→ Extrait du texte:
---*---

La baisse de prix très médiatisée d’Aldi Suisse – des pains de 500 grammes à 99 centimes – a suscité de vives réactions sur le marché et notamment dans le secteur de la boulangerie. Le public s’est également interrogée sur la possibilité d’écarts de prix aussi importants entre un pain artisanal et un pain industriel. Du point de vue de Marchés Équitables Suisse (MÉS), ces écarts flagrants ne sont pas seulement les symptômes de deux procédés de fabrication très différents, mais aussi et surtout ceux d’une défaillance structurelle du marché et d’un comportement abusif sur le marché du pain.

C’est pourquoi l’association a demandé aujourd’hui à la Commission de la concurrence (COMCO) de mener une enquête approfondie sur les conditions du marché, compte tenu des nouveaux indices d’accords anticoncurrentiels et de comportements abusifs sur le marché du pain. L’objectif est de mettre fin aux abus par le biais d’une enquête sectorielle sur le marché des céréales, de la meunerie et de la boulangerie.

Accords illicites sur les prix et abus de position dominante sur le marché
La fuite en avant d’un discounter et le suivi immédiat des deux grands distributeurs Migros et Coop font la lumière sur les mécanismes de marché faussés sur les marchés alimentaires suisses : Grâce à leur position dominante, avec des parts de marché d’environ 80% (y compris l’entreprise Migros Denner) sur le marché alimentaire, et à leurs structures fortement intégrées verticalement – notamment par leurs propres boulangeries et moulins -, ils contrôlent de larges pans de la chaîne de création de valeur et limitent ainsi aussi bien la concurrence en termes de quantité que de prix.

---*---

→ À compléter:
(1) Indiquez si chacune des affirmations suivantes concorde avec le texte sur le marché du pain. Répondez par oui ou par non et citez les mots du texte qui tranchent.
(a) Aldi Suisse a vendu des pains de 500 grammes à 99 centimes.
(b) Marchés Équitables Suisse a demandé à la Commission de la concurrence de mener une enquête.
(c) Les grands distributeurs détiennent environ 50 % du marché alimentaire.
(2) Selon le texte sur le marché du pain, quels marchés l’enquête sectorielle réclamée doit-elle couvrir ?
(3) Poursuivez le texte sur le marché du pain à partir de sa dernière phrase.

→ Extraits d’un jeu de données de pointage:
---*---

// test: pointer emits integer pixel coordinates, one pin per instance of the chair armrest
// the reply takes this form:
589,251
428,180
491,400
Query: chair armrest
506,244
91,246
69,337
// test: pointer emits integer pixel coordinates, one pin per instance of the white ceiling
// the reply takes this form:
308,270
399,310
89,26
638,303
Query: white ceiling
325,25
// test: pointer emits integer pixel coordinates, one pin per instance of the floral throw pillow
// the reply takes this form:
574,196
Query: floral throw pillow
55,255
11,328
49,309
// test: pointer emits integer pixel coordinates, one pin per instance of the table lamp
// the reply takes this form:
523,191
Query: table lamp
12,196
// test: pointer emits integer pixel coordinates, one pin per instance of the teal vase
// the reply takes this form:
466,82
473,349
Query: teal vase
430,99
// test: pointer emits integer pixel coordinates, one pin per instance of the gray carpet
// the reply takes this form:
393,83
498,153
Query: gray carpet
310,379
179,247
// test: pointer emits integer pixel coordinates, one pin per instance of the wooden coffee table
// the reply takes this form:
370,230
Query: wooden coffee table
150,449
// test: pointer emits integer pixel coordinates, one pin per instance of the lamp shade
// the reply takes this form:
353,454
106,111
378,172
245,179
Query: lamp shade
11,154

---*---

→ Réponses par consigne:
(1)
(a) Oui : « des pains de 500 grammes à 99 centimes ».
(b) Oui : « l’association a demandé aujourd’hui à la Commission de la concurrence (COMCO) de mener une enquête approfondie ».
(c) Non : « des parts de marché d’environ 80% ».

(2) Le marché des céréales, de la meunerie et de la boulangerie.

(3)
Le comportement de Migros et de Coop, qui limite la concurrence, se manifeste clairement par la fixation de prix identiques : jusqu’à présent, tous deux à 1,15/500 g par livre. En cas de sous-enchère ponctuelle de la part d’un discounter, les deux se sont alignés presque simultanément et sur l’ensemble du territoire sur le prix d’un franc. Ils abusent ainsi de leur position sur le marché et entravent ou discriminent les autres entreprises. Ils évincent ainsi de manière ciblée d’autres acteurs et surtout les boulangeries artisanales du marché.

Structures cartellisées sur le marché du pain – enquête sectorielle nécessaire
On peut en conclure que : Les baisses de prix des détaillants dominants ne sont en aucun cas dues au marché, mais constituent une réaction stratégiquement coordonnée aux prix bas, juridiquement discutables, pratiqués par des « acteurs extérieurs à l’oligopole ». Ce découplage délibéré des coûts de production réels et des prix de vente est notamment pratiqué par les acteurs dominants du marché. Cela sape la confiance dans une formation des prix équitable et fonctionnelle.

Les derniers développements confirment les soupçons émis depuis longtemps par MÉS et déposés auprès de la Comco. A la lumière des structures de marché largement documentées (cf. annonce du 22 mai 2024), les indices d’accords sur les quantités et les prix ainsi que d’un abus systémique de positions dominantes dans le secteur du pain se multiplient. Cela se fait au détriment des producteurs et des consommateurs.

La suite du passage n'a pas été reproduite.